INSTRUCTION> Return, character for character, the lines from the one bearing "Spot the triangular" through the end of the material. Omit everything before that line.

DATA TO USE>
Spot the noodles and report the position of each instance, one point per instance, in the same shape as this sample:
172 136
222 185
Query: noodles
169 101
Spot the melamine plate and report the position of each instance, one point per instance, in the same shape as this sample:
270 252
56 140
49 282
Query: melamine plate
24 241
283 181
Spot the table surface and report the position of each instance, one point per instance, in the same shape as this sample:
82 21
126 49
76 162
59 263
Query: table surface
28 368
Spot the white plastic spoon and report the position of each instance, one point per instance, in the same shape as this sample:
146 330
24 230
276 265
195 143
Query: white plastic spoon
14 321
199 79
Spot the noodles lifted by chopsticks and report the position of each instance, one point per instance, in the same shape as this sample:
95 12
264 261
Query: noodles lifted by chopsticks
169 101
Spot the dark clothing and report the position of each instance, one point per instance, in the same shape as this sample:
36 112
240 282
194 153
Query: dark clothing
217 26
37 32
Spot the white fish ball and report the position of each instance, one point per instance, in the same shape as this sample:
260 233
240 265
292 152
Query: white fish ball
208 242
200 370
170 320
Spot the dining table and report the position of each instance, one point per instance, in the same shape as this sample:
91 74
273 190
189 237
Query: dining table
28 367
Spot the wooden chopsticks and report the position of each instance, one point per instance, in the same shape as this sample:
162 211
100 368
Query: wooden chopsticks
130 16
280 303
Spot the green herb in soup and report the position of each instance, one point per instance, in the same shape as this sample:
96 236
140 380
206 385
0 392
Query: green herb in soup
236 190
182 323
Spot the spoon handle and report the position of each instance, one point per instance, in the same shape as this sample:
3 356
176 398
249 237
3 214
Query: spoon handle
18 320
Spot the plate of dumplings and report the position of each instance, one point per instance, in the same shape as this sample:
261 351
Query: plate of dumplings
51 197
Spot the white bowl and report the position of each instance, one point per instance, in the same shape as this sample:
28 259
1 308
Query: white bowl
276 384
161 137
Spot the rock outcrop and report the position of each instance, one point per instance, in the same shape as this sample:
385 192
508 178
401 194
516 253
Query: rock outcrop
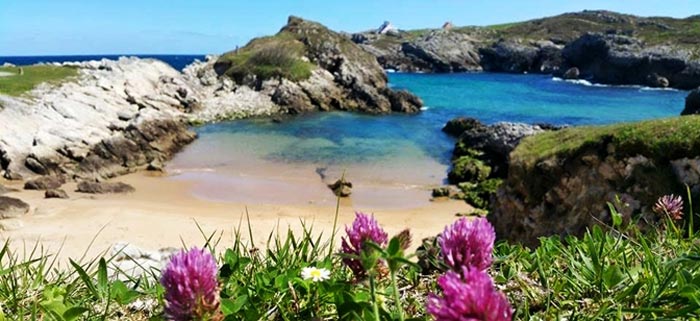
494 142
605 47
618 59
480 157
307 67
560 183
116 117
516 57
341 187
437 51
692 103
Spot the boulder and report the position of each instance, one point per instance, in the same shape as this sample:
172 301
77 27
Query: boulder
43 183
490 144
437 51
468 169
654 80
571 73
12 207
155 166
104 188
56 193
692 103
387 28
341 188
498 139
5 190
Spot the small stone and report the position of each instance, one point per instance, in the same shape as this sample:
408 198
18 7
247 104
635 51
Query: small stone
11 207
56 193
124 116
341 188
11 225
441 192
155 166
104 188
44 183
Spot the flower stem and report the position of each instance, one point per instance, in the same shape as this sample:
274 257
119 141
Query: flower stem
373 293
397 299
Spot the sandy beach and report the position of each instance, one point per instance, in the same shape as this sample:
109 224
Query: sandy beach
164 212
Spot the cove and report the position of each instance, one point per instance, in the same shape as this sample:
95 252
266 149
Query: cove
393 160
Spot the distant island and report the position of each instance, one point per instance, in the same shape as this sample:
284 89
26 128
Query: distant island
603 46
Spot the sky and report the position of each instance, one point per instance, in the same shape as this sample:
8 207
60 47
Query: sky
64 27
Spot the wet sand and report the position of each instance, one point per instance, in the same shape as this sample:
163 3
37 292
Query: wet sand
165 211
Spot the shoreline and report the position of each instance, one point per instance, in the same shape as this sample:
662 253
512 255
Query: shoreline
163 212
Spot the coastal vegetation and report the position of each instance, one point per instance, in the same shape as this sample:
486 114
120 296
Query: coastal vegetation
566 27
661 139
24 78
278 56
613 271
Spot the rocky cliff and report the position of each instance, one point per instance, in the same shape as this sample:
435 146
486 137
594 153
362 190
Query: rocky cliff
606 47
307 67
115 117
560 183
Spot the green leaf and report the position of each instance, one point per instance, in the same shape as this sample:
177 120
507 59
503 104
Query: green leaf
86 279
616 216
230 306
121 293
102 282
53 302
73 313
613 276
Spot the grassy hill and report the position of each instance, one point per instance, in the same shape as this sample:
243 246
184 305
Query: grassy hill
684 33
23 79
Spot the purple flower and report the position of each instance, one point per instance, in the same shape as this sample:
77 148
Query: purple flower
671 205
364 228
191 286
470 297
468 243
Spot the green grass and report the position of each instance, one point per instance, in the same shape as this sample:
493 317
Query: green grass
19 84
269 57
660 139
610 273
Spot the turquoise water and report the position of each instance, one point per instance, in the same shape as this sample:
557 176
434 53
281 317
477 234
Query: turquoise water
403 152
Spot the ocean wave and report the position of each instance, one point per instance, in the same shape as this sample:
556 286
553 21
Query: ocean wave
587 83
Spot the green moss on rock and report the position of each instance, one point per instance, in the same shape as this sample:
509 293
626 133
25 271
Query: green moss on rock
479 194
468 169
278 56
660 139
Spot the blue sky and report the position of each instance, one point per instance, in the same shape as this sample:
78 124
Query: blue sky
52 27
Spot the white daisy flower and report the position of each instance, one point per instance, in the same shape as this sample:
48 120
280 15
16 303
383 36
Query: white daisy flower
315 274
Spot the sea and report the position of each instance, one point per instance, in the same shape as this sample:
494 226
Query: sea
393 160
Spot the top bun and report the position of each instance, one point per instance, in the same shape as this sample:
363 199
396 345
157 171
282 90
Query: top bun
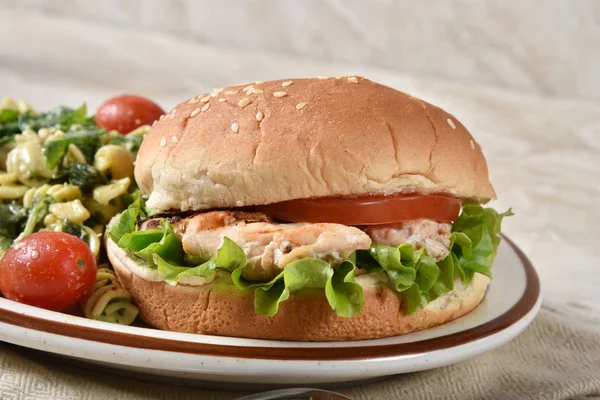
274 141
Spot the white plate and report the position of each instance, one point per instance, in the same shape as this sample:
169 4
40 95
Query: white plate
512 301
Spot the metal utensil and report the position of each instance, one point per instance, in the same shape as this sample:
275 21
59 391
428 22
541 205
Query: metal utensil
296 394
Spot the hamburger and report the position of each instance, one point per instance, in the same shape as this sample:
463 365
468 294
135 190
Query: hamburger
322 209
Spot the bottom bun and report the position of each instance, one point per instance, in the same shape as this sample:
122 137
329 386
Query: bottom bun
224 310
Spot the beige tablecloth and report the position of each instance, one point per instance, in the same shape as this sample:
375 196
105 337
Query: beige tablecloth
555 358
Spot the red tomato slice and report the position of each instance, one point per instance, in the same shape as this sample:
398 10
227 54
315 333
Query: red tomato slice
367 210
51 270
127 112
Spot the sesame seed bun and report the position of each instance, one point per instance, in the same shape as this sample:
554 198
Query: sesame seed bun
280 140
205 308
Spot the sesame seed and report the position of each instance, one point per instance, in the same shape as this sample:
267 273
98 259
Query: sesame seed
244 102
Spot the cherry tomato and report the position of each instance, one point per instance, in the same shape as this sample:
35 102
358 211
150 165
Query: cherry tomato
366 210
51 270
127 112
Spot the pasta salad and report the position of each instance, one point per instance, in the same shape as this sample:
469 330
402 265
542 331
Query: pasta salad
62 172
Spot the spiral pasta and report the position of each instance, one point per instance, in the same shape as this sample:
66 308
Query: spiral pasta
60 193
60 172
107 300
115 160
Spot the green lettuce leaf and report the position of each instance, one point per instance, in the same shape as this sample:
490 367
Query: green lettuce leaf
161 242
419 279
475 240
344 295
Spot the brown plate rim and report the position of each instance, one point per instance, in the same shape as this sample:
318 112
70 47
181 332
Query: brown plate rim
519 310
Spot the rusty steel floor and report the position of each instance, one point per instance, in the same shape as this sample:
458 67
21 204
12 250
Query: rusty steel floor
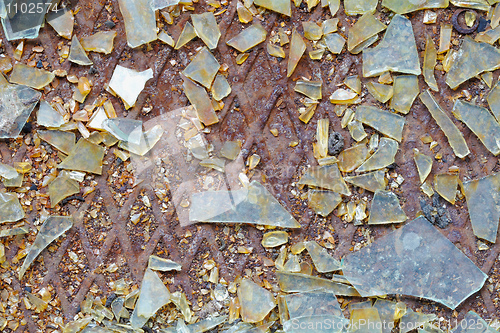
262 98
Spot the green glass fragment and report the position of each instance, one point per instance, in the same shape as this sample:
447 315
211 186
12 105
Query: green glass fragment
455 138
52 228
399 43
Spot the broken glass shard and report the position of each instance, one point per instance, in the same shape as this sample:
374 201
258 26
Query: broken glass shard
85 156
297 282
408 6
371 181
481 122
62 187
397 52
121 83
64 141
101 42
386 209
51 229
297 48
455 138
140 22
30 76
385 122
77 53
483 203
472 59
280 6
383 157
198 96
202 68
415 260
255 301
10 208
327 177
322 260
254 205
248 38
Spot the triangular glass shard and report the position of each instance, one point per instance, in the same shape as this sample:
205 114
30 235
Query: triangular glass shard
386 209
51 229
483 204
85 156
253 205
472 59
419 262
297 282
10 208
206 28
327 177
383 157
128 83
64 141
371 181
385 122
322 260
77 53
202 68
280 6
397 52
255 301
455 138
140 21
297 49
481 122
248 38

CORRECT OUTPUT>
Spot the triangular glass shard and report the position of each instance, one point per instance, in the same shape as this sample:
205 114
30 235
Query: triangular glass shard
386 209
51 229
483 204
85 156
253 205
472 59
419 262
297 282
10 208
206 28
327 177
383 157
128 83
64 141
371 181
385 122
322 260
77 53
202 68
280 6
397 52
255 301
455 138
140 21
297 49
481 122
248 38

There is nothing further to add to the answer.